TASK:
Format each line of the material below as a JSON list of strings, one string per line, leaving out blank lines.

DATA SUPPLIED:
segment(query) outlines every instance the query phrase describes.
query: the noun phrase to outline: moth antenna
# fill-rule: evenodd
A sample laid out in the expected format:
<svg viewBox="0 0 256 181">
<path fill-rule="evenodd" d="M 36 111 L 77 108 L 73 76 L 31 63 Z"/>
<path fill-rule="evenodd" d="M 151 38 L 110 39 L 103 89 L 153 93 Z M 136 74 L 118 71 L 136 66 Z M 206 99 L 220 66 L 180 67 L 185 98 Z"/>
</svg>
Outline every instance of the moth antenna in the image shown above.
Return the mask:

IN RESPONSE:
[
  "segment(query) outlines every instance the query phrase describes.",
  "query: the noun phrase to outline: moth antenna",
  "# fill-rule: evenodd",
  "A sample laid out in the expected format:",
  "<svg viewBox=\"0 0 256 181\">",
  "<path fill-rule=\"evenodd\" d=\"M 36 111 L 77 108 L 73 76 L 31 63 Z\"/>",
  "<path fill-rule=\"evenodd\" d=\"M 151 38 L 110 39 L 103 89 L 153 93 Z M 136 74 L 118 71 L 136 66 Z M 206 99 L 220 66 L 180 67 L 185 98 Z\"/>",
  "</svg>",
  "Outline every instance of the moth antenna in the image shown above.",
  "Return the mask:"
]